**Given exercise**
Copy the lines below, unchanged, from the line containing "# test: identify the concrete garage" through the line containing "x=401 y=664", including both of those lines.

# Start of Excerpted data

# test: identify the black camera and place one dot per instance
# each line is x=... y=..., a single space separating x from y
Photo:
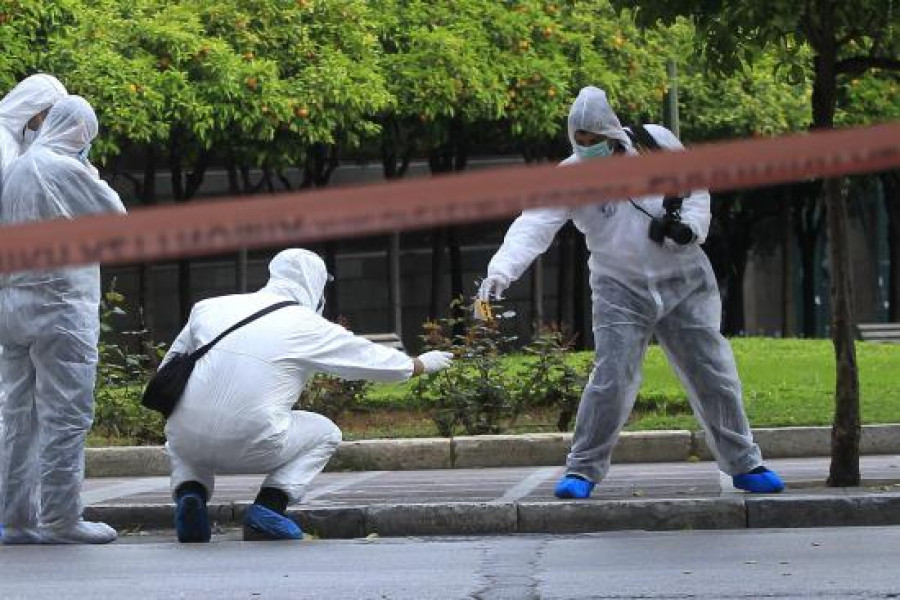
x=669 y=225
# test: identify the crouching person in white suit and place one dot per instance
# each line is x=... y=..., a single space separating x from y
x=235 y=415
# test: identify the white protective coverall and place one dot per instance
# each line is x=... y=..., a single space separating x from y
x=235 y=415
x=32 y=96
x=49 y=328
x=639 y=289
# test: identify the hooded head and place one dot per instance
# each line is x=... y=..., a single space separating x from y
x=32 y=96
x=591 y=112
x=69 y=128
x=299 y=274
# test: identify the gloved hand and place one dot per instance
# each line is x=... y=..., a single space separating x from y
x=493 y=285
x=436 y=360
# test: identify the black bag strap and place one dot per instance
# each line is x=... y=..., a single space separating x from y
x=197 y=354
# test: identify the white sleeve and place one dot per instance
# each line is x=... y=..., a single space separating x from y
x=528 y=237
x=695 y=211
x=81 y=193
x=329 y=348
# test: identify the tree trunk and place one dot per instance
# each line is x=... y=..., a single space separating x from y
x=891 y=184
x=456 y=284
x=580 y=322
x=565 y=283
x=808 y=223
x=452 y=156
x=846 y=431
x=145 y=273
x=845 y=434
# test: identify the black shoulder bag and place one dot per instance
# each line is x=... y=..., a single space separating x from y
x=165 y=388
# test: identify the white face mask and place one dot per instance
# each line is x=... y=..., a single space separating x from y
x=601 y=150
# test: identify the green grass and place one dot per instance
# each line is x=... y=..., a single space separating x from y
x=786 y=382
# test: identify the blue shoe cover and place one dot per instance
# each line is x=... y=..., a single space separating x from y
x=573 y=487
x=764 y=482
x=268 y=524
x=192 y=520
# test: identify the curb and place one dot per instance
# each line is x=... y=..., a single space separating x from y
x=846 y=508
x=532 y=450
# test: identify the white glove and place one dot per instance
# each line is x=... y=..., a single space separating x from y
x=493 y=285
x=436 y=360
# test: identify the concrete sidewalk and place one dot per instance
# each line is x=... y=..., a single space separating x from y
x=649 y=496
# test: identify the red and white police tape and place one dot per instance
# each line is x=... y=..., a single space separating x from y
x=217 y=226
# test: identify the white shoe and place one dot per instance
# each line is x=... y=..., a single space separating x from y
x=82 y=532
x=21 y=535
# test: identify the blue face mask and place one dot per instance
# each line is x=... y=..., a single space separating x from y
x=601 y=150
x=82 y=156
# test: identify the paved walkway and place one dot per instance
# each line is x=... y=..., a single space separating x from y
x=648 y=480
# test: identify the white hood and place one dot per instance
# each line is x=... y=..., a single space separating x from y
x=591 y=112
x=298 y=274
x=33 y=95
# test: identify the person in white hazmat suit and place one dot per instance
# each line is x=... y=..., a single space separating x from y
x=49 y=329
x=640 y=287
x=22 y=111
x=236 y=416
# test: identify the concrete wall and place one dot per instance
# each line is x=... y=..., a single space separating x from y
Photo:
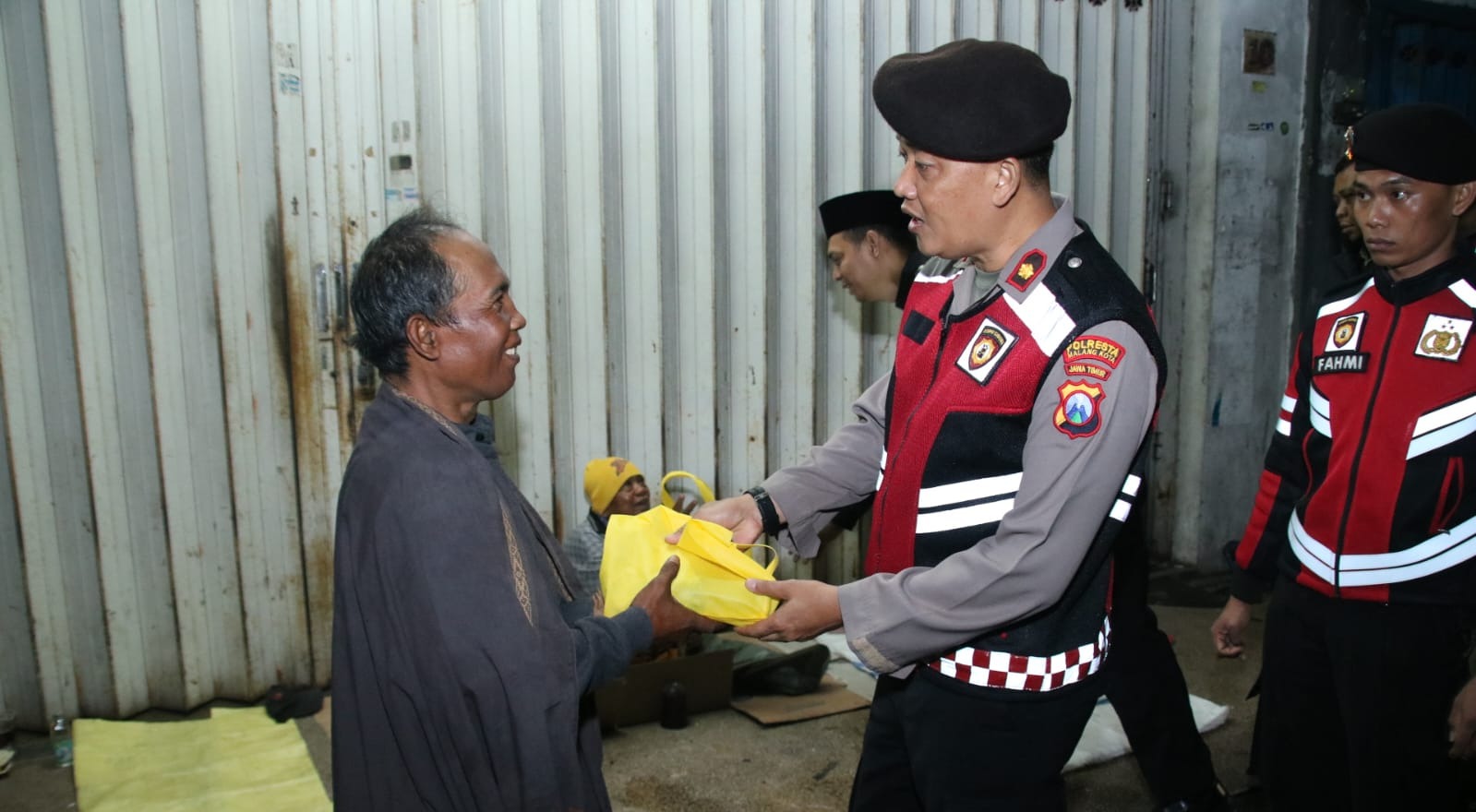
x=1232 y=147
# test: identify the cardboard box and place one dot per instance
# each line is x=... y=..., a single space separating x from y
x=636 y=698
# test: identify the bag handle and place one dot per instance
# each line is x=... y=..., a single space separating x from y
x=702 y=487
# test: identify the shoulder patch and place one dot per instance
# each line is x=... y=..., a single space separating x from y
x=1027 y=269
x=1444 y=337
x=1091 y=354
x=986 y=351
x=1079 y=412
x=1347 y=332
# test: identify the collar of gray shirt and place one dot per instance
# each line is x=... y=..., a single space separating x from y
x=1049 y=240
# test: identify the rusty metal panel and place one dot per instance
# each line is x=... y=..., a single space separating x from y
x=246 y=272
x=43 y=408
x=102 y=256
x=743 y=214
x=173 y=241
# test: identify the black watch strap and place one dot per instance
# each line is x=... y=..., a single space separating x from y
x=766 y=511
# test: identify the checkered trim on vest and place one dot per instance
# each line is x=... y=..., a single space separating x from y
x=1019 y=672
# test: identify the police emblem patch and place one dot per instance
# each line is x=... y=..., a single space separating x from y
x=1347 y=332
x=985 y=351
x=1079 y=412
x=1027 y=269
x=1091 y=354
x=1444 y=337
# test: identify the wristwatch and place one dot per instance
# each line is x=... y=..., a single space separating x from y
x=766 y=511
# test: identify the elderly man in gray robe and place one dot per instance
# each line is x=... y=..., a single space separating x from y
x=463 y=650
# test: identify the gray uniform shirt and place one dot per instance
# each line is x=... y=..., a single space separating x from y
x=894 y=620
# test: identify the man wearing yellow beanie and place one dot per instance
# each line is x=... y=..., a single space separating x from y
x=614 y=486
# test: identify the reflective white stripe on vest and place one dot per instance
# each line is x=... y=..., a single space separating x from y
x=1130 y=487
x=1443 y=427
x=938 y=280
x=1336 y=306
x=1438 y=553
x=968 y=491
x=971 y=516
x=1320 y=412
x=1044 y=316
x=1465 y=292
x=1284 y=424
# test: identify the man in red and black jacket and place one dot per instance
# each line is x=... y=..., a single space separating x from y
x=1367 y=508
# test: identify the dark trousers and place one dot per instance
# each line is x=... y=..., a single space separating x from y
x=938 y=745
x=1354 y=703
x=1143 y=681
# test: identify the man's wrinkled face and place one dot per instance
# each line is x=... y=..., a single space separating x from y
x=948 y=201
x=1343 y=199
x=861 y=268
x=1409 y=225
x=480 y=340
x=632 y=498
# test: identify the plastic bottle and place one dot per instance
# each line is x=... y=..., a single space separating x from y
x=61 y=742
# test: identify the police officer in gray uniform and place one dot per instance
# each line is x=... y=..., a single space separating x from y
x=1004 y=452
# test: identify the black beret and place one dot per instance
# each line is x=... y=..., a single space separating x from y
x=862 y=209
x=973 y=101
x=1426 y=142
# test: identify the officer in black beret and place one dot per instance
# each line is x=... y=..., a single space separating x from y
x=869 y=245
x=1004 y=452
x=1365 y=519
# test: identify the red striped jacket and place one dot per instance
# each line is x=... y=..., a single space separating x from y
x=1367 y=492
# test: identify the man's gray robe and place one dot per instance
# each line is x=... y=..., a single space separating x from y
x=462 y=651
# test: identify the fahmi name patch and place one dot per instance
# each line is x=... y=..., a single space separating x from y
x=1093 y=356
x=985 y=351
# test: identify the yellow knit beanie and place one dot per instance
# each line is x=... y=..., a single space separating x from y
x=604 y=477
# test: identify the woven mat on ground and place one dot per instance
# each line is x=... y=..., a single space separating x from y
x=238 y=759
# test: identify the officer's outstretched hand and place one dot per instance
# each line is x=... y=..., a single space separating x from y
x=808 y=609
x=1230 y=627
x=738 y=514
x=1463 y=722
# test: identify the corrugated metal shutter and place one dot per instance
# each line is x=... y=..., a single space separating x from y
x=184 y=192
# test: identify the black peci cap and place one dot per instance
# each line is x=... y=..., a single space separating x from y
x=1426 y=142
x=973 y=101
x=862 y=209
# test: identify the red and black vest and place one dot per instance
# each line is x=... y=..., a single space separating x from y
x=1372 y=472
x=958 y=412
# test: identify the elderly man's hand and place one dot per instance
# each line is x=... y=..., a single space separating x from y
x=669 y=619
x=810 y=609
x=738 y=514
x=1463 y=722
x=1229 y=631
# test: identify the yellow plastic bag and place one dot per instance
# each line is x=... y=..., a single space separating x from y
x=706 y=494
x=714 y=568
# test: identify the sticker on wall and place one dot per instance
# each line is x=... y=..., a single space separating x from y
x=1259 y=55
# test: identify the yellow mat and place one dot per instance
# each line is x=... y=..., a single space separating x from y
x=236 y=759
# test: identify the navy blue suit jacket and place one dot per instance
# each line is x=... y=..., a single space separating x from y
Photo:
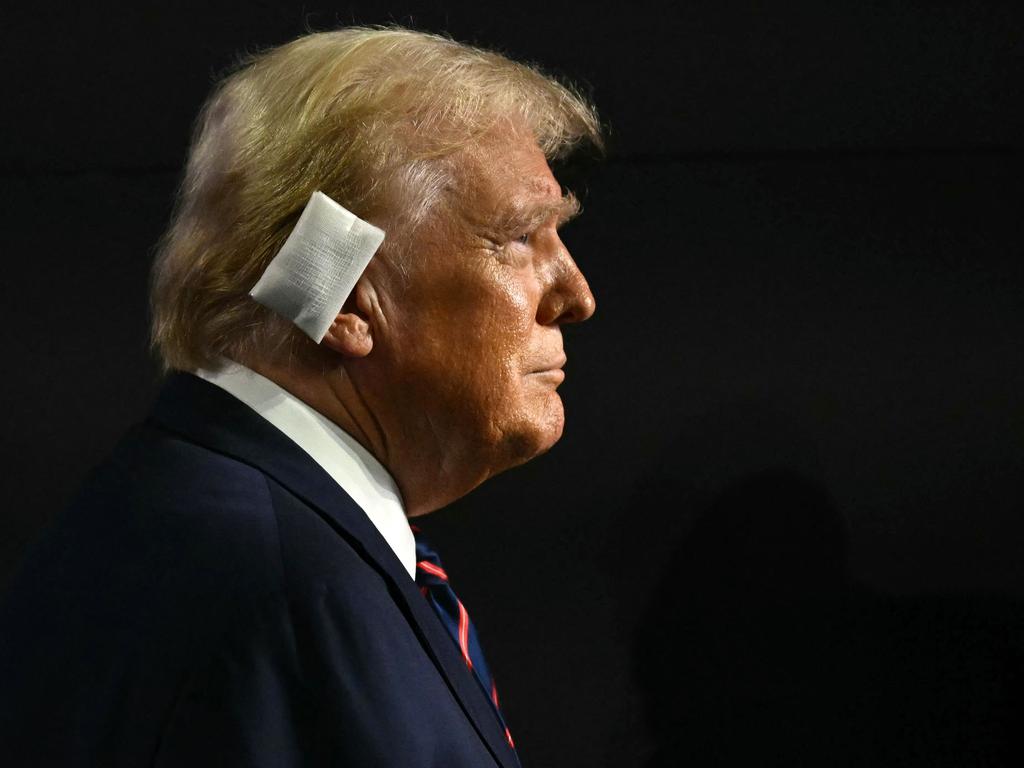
x=212 y=597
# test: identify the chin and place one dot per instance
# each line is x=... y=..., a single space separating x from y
x=537 y=433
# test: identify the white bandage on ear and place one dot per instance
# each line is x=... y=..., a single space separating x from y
x=316 y=268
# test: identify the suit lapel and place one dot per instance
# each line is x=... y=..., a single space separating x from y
x=207 y=415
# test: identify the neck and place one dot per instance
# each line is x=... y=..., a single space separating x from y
x=426 y=481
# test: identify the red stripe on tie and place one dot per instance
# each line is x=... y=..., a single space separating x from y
x=464 y=634
x=432 y=569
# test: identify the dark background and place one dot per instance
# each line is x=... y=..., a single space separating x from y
x=784 y=521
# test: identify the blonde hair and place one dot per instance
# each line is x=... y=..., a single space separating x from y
x=366 y=115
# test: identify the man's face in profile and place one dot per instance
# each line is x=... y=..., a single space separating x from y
x=476 y=342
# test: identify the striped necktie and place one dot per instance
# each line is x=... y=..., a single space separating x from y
x=433 y=583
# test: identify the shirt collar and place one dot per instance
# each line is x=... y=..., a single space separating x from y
x=350 y=465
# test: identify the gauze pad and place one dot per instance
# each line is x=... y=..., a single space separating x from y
x=316 y=268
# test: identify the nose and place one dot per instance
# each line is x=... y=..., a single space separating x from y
x=568 y=298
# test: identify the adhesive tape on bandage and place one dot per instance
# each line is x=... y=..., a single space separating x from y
x=316 y=268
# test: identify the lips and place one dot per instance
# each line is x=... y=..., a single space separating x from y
x=547 y=368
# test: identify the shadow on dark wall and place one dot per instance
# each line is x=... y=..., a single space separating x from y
x=759 y=649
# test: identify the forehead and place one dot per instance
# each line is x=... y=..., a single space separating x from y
x=506 y=177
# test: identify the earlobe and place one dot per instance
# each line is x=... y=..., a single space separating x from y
x=349 y=336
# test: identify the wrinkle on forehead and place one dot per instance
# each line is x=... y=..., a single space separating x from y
x=505 y=186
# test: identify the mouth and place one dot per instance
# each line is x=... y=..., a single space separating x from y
x=555 y=365
x=552 y=371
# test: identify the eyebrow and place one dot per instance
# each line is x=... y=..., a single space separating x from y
x=532 y=215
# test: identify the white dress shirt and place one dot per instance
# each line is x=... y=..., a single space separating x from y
x=351 y=466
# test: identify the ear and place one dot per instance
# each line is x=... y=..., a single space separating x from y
x=351 y=334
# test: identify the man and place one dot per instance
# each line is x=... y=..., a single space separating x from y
x=238 y=584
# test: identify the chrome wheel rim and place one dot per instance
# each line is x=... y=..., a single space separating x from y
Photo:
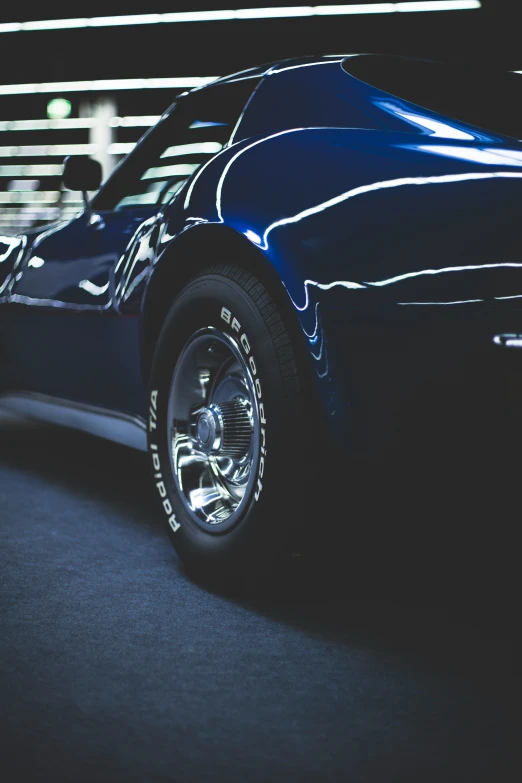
x=213 y=429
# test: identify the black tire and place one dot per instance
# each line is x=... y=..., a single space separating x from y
x=233 y=302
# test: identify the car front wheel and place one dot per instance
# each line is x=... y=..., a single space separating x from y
x=225 y=436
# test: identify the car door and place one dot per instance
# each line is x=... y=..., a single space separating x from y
x=72 y=338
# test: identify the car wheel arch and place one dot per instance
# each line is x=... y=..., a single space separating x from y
x=193 y=250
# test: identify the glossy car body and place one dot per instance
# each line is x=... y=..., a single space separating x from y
x=388 y=231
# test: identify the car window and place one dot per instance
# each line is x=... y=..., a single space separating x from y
x=475 y=95
x=198 y=127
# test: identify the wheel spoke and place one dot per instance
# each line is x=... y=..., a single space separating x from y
x=215 y=427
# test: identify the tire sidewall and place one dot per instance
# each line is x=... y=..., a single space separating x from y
x=218 y=302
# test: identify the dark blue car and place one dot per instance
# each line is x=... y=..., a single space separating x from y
x=297 y=262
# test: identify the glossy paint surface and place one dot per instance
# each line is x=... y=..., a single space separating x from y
x=394 y=231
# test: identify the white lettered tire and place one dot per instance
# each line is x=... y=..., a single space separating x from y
x=226 y=447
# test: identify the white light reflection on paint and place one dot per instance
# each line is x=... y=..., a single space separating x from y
x=460 y=301
x=92 y=288
x=11 y=243
x=377 y=186
x=467 y=268
x=438 y=129
x=36 y=262
x=253 y=236
x=233 y=159
x=485 y=156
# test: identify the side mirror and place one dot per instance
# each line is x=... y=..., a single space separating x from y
x=81 y=173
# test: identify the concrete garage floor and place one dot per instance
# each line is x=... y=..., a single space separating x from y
x=401 y=664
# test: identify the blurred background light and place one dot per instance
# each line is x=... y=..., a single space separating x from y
x=242 y=13
x=59 y=108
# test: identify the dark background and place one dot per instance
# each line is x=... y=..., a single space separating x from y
x=487 y=35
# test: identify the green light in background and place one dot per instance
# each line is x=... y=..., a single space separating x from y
x=59 y=108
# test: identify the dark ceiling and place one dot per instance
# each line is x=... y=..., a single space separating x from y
x=491 y=34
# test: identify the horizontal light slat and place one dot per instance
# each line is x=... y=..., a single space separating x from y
x=100 y=85
x=276 y=12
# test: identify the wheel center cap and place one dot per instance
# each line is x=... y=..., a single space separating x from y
x=225 y=429
x=209 y=428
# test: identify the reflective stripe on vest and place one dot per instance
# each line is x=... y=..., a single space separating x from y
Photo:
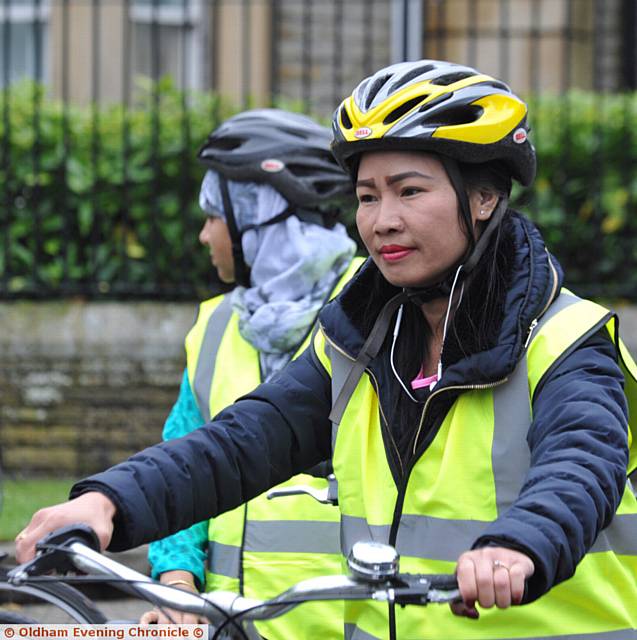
x=456 y=476
x=264 y=547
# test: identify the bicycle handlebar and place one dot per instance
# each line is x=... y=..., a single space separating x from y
x=381 y=584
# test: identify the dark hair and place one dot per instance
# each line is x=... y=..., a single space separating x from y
x=476 y=323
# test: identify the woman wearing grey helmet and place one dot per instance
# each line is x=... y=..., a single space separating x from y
x=271 y=196
x=476 y=411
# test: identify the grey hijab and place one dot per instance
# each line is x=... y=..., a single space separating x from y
x=294 y=267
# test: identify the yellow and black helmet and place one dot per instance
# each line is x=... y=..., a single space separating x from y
x=437 y=106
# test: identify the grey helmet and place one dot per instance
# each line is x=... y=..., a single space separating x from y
x=287 y=150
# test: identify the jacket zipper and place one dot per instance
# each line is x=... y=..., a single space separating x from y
x=403 y=489
x=393 y=534
x=536 y=320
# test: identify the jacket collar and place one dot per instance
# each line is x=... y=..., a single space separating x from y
x=534 y=280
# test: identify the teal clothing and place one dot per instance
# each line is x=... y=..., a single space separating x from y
x=185 y=549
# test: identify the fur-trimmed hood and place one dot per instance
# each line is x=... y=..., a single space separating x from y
x=533 y=276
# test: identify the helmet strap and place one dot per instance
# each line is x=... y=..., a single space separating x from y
x=457 y=182
x=475 y=250
x=241 y=269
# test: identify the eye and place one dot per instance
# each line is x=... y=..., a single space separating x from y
x=366 y=198
x=410 y=191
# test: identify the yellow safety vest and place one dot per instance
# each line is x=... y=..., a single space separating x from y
x=265 y=546
x=470 y=474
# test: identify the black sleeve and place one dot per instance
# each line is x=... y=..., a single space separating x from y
x=579 y=454
x=266 y=437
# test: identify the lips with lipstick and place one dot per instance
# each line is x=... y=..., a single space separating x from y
x=394 y=252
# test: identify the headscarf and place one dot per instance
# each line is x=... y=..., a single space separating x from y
x=294 y=267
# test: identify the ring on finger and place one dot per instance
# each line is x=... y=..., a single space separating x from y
x=497 y=564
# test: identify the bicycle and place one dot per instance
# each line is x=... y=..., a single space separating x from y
x=373 y=575
x=75 y=606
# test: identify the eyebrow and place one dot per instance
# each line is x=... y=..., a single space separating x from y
x=408 y=174
x=395 y=178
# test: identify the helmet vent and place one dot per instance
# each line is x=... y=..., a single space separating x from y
x=224 y=144
x=454 y=115
x=450 y=78
x=345 y=121
x=404 y=108
x=499 y=85
x=410 y=75
x=294 y=132
x=373 y=89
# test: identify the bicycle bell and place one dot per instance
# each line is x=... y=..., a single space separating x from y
x=373 y=561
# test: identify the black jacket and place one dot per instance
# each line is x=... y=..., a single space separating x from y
x=578 y=439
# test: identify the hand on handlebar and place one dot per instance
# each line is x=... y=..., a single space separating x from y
x=182 y=580
x=491 y=576
x=93 y=509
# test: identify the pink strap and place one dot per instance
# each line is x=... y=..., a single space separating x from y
x=419 y=381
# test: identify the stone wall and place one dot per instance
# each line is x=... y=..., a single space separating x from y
x=83 y=385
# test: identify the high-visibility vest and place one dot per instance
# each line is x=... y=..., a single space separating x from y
x=468 y=476
x=265 y=546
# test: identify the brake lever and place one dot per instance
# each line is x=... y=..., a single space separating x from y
x=419 y=590
x=49 y=559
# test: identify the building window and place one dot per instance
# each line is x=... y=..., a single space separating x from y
x=24 y=40
x=168 y=37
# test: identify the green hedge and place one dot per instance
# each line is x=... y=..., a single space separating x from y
x=104 y=201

# End of Excerpted data

**Completed task**
# test: identify the concrete garage floor and place one dot per instance
# each line is x=... y=..., a single space separating x from y
x=401 y=664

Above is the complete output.